*** Input for this task ***

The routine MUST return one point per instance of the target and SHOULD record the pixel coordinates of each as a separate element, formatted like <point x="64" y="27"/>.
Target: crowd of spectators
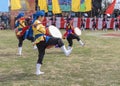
<point x="4" y="20"/>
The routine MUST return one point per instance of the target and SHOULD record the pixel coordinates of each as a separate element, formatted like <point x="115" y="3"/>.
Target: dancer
<point x="42" y="40"/>
<point x="23" y="31"/>
<point x="94" y="25"/>
<point x="70" y="35"/>
<point x="83" y="23"/>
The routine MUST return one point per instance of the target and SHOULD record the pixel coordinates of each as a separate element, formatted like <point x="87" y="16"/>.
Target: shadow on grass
<point x="18" y="77"/>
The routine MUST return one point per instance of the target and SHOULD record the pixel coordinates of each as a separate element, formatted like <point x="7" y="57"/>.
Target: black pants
<point x="42" y="45"/>
<point x="71" y="37"/>
<point x="21" y="39"/>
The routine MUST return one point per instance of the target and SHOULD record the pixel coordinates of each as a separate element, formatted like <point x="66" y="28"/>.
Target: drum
<point x="54" y="31"/>
<point x="77" y="31"/>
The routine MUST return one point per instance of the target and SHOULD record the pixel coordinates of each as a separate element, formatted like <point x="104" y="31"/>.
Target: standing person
<point x="94" y="25"/>
<point x="116" y="20"/>
<point x="70" y="35"/>
<point x="105" y="20"/>
<point x="43" y="41"/>
<point x="22" y="32"/>
<point x="83" y="23"/>
<point x="53" y="20"/>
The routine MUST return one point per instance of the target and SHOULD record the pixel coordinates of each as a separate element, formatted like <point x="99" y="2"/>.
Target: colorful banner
<point x="82" y="6"/>
<point x="43" y="5"/>
<point x="75" y="6"/>
<point x="65" y="5"/>
<point x="15" y="4"/>
<point x="55" y="7"/>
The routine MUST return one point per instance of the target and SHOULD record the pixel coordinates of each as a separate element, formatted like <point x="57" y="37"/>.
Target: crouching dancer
<point x="43" y="41"/>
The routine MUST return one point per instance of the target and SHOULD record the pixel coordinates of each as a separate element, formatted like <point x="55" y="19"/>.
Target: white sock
<point x="20" y="50"/>
<point x="66" y="52"/>
<point x="38" y="72"/>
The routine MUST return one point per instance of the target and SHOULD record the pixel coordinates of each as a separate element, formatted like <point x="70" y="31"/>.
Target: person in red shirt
<point x="70" y="35"/>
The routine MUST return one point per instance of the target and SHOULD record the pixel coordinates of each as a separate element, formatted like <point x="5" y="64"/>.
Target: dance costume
<point x="42" y="41"/>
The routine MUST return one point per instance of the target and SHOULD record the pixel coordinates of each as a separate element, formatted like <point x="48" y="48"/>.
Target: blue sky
<point x="4" y="5"/>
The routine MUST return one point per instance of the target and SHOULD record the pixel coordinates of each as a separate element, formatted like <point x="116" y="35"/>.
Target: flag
<point x="82" y="6"/>
<point x="27" y="4"/>
<point x="55" y="7"/>
<point x="43" y="5"/>
<point x="15" y="4"/>
<point x="75" y="5"/>
<point x="88" y="4"/>
<point x="110" y="8"/>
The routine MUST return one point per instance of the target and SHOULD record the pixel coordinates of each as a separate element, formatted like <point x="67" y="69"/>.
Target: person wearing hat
<point x="22" y="32"/>
<point x="43" y="41"/>
<point x="83" y="23"/>
<point x="70" y="34"/>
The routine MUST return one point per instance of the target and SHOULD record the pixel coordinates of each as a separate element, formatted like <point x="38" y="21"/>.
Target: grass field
<point x="95" y="64"/>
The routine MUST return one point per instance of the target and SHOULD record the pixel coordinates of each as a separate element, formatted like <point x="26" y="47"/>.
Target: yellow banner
<point x="75" y="5"/>
<point x="55" y="7"/>
<point x="15" y="4"/>
<point x="88" y="4"/>
<point x="43" y="5"/>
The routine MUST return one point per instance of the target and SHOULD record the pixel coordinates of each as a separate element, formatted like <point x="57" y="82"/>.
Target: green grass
<point x="95" y="64"/>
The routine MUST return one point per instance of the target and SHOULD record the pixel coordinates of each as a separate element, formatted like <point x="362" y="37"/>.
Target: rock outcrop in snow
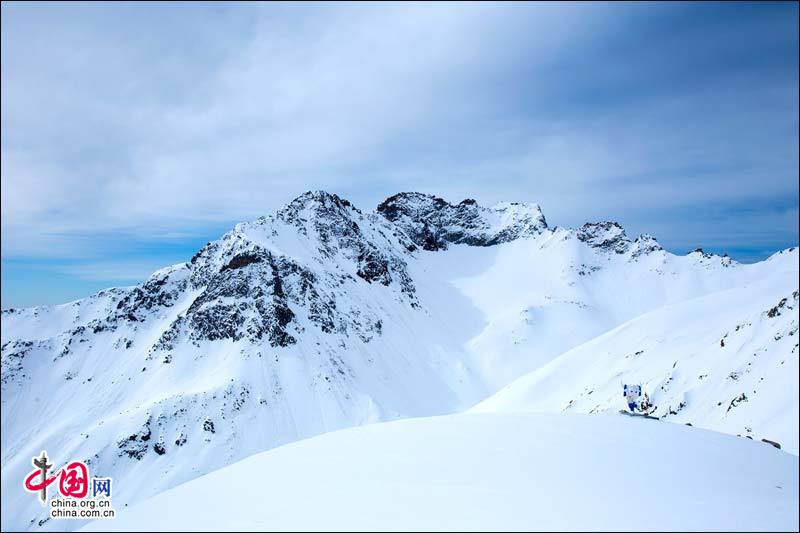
<point x="433" y="223"/>
<point x="321" y="316"/>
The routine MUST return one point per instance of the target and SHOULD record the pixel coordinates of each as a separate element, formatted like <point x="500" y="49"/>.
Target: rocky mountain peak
<point x="611" y="237"/>
<point x="433" y="223"/>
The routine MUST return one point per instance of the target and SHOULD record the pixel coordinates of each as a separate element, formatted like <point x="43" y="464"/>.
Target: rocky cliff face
<point x="316" y="317"/>
<point x="432" y="223"/>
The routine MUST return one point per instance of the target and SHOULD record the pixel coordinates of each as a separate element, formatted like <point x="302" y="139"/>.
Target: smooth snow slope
<point x="320" y="316"/>
<point x="727" y="361"/>
<point x="491" y="472"/>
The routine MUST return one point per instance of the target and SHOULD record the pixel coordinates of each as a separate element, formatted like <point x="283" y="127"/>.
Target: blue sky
<point x="132" y="134"/>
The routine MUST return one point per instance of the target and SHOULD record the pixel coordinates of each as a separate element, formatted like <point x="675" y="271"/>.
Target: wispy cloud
<point x="175" y="120"/>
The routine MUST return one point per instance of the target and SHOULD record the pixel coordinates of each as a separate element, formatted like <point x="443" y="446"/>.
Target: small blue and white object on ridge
<point x="632" y="393"/>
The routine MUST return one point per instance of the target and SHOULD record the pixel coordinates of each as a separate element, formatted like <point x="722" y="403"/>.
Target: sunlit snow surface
<point x="491" y="472"/>
<point x="555" y="319"/>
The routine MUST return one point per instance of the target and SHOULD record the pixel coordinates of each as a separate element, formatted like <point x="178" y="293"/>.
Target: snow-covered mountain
<point x="321" y="316"/>
<point x="490" y="472"/>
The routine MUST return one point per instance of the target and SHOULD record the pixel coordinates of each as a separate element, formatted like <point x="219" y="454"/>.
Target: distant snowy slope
<point x="321" y="316"/>
<point x="726" y="361"/>
<point x="491" y="472"/>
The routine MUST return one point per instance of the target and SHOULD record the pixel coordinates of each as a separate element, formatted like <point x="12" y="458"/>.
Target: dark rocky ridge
<point x="433" y="223"/>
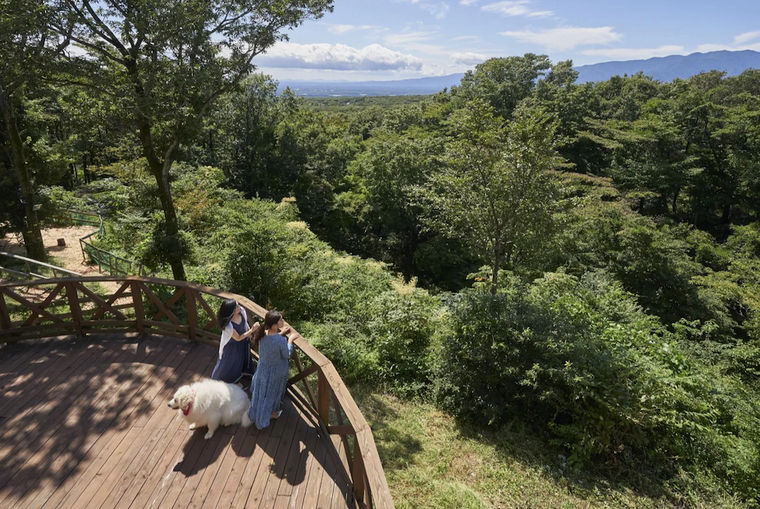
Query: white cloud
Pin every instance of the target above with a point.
(468, 58)
(471, 38)
(438, 9)
(337, 57)
(746, 37)
(562, 39)
(635, 53)
(406, 38)
(516, 8)
(342, 29)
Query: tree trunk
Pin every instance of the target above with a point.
(160, 171)
(35, 248)
(674, 204)
(495, 268)
(170, 216)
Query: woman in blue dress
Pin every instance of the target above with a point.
(234, 347)
(268, 385)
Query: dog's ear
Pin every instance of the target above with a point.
(184, 396)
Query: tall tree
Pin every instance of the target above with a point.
(168, 62)
(495, 192)
(504, 82)
(27, 48)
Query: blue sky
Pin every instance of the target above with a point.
(398, 39)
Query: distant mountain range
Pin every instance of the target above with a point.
(674, 66)
(659, 68)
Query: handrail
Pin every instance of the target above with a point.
(137, 306)
(31, 261)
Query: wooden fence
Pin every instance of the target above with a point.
(179, 309)
(11, 263)
(112, 263)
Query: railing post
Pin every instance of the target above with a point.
(323, 398)
(192, 317)
(139, 311)
(5, 319)
(76, 310)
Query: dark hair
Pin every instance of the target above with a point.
(226, 312)
(271, 318)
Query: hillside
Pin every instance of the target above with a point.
(673, 66)
(660, 68)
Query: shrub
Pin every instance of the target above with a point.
(579, 360)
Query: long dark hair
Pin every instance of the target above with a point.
(271, 318)
(226, 312)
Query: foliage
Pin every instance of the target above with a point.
(581, 361)
(494, 190)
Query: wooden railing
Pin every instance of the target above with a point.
(178, 309)
(112, 263)
(32, 268)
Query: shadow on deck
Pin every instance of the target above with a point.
(85, 424)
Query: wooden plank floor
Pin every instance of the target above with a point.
(85, 424)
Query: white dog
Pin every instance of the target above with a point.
(211, 403)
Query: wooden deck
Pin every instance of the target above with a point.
(86, 424)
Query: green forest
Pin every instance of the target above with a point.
(559, 281)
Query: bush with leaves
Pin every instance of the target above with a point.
(579, 360)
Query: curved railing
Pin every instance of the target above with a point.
(34, 268)
(179, 309)
(114, 264)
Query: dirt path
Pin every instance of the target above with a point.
(69, 257)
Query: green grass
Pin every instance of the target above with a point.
(432, 461)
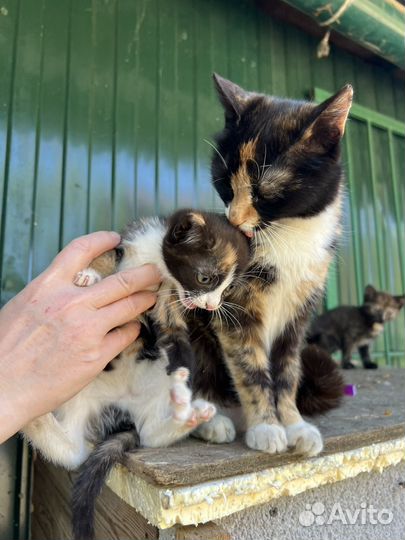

***

(Problem to work on) Format every line from the one containing "Query: hillside" through the end of the records, both included, as a JSON list of strings with one string per line, omitting blank lines. Leave the pictures out.

(Expected answer)
[
  "Query: hillside",
  "Pin every instance of the target above with a point.",
  "(673, 66)",
  "(660, 68)",
  "Query: shrub",
  "Pin every instance of the target above with a point.",
  "(579, 360)",
  "Query: long dark hair",
  "Pin every instance of the target above with a point.",
  "(271, 318)",
  "(226, 312)",
  "Query: foliage",
  "Pin every instance of the target above with a point.",
  "(581, 361)",
  "(494, 190)",
  "Query: wooden railing",
  "Pin every instance of the target above with a point.",
  "(178, 309)",
  "(112, 263)",
  "(32, 268)",
  "Query: shadow on deck",
  "Pin every instance of the target above with a point.",
  "(85, 424)",
  "Query: wooden plank floor",
  "Pin every instance of the target above with a point.",
  "(85, 424)",
  "Query: white dog",
  "Pin every instance of the target above with a point.",
  "(211, 403)",
  "Query: wooden deck",
  "Pin every instance of the target above with a point.",
  "(86, 424)",
  "Query: green forest",
  "Pin every instance of the target above with a point.",
  "(559, 281)",
  "Query: bush with leaves",
  "Pin every instance of the target above with a point.",
  "(579, 360)",
  "Query: curved railing",
  "Pin every instance of the target above with a point.",
  "(34, 268)",
  "(179, 309)",
  "(114, 264)",
  "Query: dirt path",
  "Pin every instance of the target above with a point.",
  "(69, 257)",
  "Query: green grass",
  "Pin every instance of the target above with a point.",
  "(432, 461)"
]